In your terminal, you will be able to see whether your registers are 256 bits (indicating AVX or AVX2) or 512 bits (indicating AVX-512). Additionally, if you are working from a laptop, you may also notice a Turbo Boost value, which refers to a different GHz value. This is the value that will be used in future theoretical calculations.

#### 2.4 Memory: RAM

Random Access Memory (RAM) is a type of volatile memory that temporarily stores data and instructions needed by the CPU to perform tasks. RAM typically stores data in the order of gigabytes (GB), allowing the system to manage multiple active programs and processes simultaneously. This supports the smooth execution of complex operations.



However, RAM speed is slower than CPU speed, which can lead to bottlenecks. In such cases, the performance of the CPU is limited by the data transfer speed from the RAM. Some examples of RAM data transmission times, taken from the document [...], are:

- 1. Memory 3200 MHz, CL16:  $\frac{16}{3200}\times 1000 \simeq 5[ms]$
- 2. Memory 4000 MHz, CL19:  $\frac{19}{4000}\times 1000 \simeq 4.75 [ms]$
- 3. Memory 2400 MHz, CL17:  $\frac{17}{2400}\times 1000 \simeq 7.08[ms]$

#### 2.5 Memory: Cache

In modern computing, the CPU is tasked with processing vast amounts of data and instructions at incredible speeds. However, retrieving this information from the main memory (RAM) can be relatively slow, creating a bottleneck that limits the CPU's performance. To bridge this gap and ensure the CPU can work as efficiently as possible, cache memory was introduced. Cache serves as a high-speed storage located closer to the CPU, designed to temporarily hold frequently accessed data and instructions. This reduces the time the CPU spends waiting for data retrieval, significantly improving system performance.

▶ _Collected material_
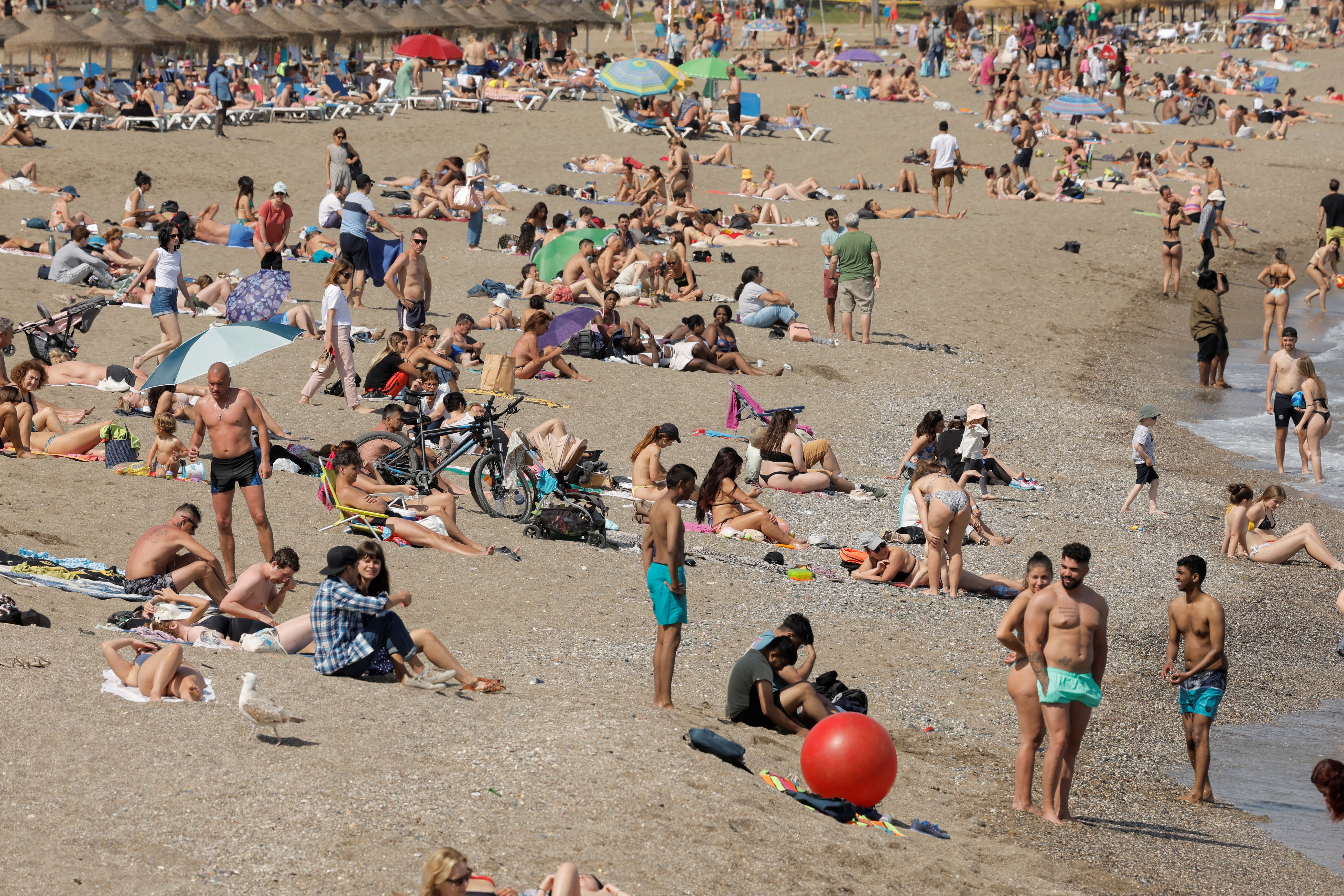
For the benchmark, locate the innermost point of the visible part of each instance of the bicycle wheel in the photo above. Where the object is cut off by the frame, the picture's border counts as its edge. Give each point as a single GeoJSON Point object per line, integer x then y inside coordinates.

▶ _What to do_
Answer these questions from the text on CPU registers and memory:
1. What register size indicates AVX-512?
2. In what unit does RAM typically store data?
3. Where is cache memory located, according to the text?

▶ _Exercise output_
1. 512 bits.
2. Gigabytes (GB).
3. Closer to the CPU.